▸ Work instructions: Look below for the line containing "Query: beige trench coat" and the line containing "pixel 308 107"; repeat exactly those two lines and all lines between them, and nothing else.

▸ Material for the task:

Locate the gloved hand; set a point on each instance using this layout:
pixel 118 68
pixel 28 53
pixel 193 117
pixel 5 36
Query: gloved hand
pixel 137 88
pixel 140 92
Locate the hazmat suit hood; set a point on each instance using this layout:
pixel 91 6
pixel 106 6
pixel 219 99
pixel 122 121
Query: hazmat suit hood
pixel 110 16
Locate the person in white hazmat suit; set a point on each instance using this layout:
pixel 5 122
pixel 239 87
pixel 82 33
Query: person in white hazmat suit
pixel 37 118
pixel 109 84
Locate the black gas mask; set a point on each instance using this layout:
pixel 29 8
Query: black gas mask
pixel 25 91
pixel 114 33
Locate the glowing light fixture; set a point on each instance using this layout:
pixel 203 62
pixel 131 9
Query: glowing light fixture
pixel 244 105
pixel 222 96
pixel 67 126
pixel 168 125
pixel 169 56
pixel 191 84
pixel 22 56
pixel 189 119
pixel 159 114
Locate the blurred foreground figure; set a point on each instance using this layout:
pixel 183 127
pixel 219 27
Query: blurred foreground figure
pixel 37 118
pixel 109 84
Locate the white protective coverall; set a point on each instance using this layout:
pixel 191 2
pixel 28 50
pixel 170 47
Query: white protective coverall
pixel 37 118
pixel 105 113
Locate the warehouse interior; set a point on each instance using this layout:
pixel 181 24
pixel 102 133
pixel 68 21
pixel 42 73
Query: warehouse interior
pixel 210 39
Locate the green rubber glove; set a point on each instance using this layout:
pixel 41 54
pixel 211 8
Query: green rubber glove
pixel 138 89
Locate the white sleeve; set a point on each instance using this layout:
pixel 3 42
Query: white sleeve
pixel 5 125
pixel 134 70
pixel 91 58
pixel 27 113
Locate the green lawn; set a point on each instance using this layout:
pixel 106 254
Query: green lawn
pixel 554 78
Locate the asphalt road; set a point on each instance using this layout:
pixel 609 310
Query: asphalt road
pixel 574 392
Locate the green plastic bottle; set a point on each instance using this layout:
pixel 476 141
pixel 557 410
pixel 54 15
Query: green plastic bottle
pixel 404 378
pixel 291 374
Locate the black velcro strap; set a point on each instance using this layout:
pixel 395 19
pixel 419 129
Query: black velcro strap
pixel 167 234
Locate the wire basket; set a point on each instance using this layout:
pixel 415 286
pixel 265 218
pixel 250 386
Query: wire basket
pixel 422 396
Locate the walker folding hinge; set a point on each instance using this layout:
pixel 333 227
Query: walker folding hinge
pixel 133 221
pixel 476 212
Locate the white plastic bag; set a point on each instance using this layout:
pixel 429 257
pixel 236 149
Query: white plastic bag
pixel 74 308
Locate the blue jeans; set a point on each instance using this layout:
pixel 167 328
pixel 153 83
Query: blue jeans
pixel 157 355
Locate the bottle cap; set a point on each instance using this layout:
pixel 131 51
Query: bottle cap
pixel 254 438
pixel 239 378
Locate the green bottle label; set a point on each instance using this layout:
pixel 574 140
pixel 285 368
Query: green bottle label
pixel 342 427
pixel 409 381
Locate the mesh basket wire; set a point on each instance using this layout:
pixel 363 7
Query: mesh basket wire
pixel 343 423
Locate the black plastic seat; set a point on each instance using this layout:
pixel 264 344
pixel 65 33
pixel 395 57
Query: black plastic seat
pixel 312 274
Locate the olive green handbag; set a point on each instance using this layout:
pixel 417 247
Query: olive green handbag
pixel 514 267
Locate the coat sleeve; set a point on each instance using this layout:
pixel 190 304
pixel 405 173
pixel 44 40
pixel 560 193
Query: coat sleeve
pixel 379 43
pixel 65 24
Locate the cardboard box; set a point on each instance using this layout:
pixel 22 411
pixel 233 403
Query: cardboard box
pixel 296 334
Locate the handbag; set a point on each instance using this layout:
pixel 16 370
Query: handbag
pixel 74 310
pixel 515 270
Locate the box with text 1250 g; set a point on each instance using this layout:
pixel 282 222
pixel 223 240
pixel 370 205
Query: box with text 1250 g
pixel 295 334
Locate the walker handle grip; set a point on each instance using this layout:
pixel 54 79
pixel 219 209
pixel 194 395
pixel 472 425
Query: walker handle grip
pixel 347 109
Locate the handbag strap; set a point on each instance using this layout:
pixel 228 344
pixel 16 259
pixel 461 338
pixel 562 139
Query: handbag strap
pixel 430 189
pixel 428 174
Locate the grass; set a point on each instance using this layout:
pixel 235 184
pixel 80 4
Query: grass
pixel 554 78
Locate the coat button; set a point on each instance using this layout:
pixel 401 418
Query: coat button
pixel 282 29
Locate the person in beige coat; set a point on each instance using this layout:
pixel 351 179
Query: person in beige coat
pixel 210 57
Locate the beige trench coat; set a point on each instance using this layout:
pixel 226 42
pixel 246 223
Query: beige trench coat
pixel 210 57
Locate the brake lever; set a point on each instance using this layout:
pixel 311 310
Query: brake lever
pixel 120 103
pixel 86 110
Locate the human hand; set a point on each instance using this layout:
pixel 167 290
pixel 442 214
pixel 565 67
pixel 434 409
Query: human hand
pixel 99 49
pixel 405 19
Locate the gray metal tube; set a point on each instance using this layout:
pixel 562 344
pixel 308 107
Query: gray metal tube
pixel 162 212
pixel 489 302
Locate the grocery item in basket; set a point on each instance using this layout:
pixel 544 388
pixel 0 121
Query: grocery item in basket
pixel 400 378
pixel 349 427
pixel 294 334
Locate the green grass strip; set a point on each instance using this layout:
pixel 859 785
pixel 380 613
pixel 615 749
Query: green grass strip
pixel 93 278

▸ Your solution:
Query: beige trench coat
pixel 210 57
Locate the brake lever; set a point on each instance using this layout:
pixel 311 310
Query: brake lever
pixel 120 103
pixel 86 110
Locate the human hand; set a point on each instance using this layout:
pixel 167 290
pixel 442 214
pixel 565 67
pixel 434 409
Query: human hand
pixel 99 49
pixel 405 19
Locate the gray metal tube; set a point on each instance using this layout:
pixel 562 344
pixel 308 107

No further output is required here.